[Items from a dataset]

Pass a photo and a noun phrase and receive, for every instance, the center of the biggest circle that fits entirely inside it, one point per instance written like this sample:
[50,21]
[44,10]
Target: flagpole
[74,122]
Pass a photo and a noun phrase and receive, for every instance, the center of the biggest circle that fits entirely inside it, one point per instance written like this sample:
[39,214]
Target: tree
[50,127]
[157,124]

--

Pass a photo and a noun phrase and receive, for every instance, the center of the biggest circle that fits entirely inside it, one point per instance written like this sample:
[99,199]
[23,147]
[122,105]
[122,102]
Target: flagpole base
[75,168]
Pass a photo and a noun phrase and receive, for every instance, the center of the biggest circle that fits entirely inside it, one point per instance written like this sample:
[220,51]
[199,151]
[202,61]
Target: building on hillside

* * *

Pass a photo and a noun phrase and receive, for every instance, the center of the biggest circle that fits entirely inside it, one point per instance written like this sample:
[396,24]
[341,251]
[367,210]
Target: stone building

◆ The task
An exact, complete copy of the lines above from the one with "Target: flagpole base" through the one with "Target: building on hillside" is the whole answer.

◆ Exercise solution
Target: flagpole base
[75,168]
Pass a photo and a noun phrase and receive, for every instance, the center of the biggest circle that fits entirely inside it, one point per instance written like this sample:
[220,51]
[199,151]
[202,61]
Target: building on hillside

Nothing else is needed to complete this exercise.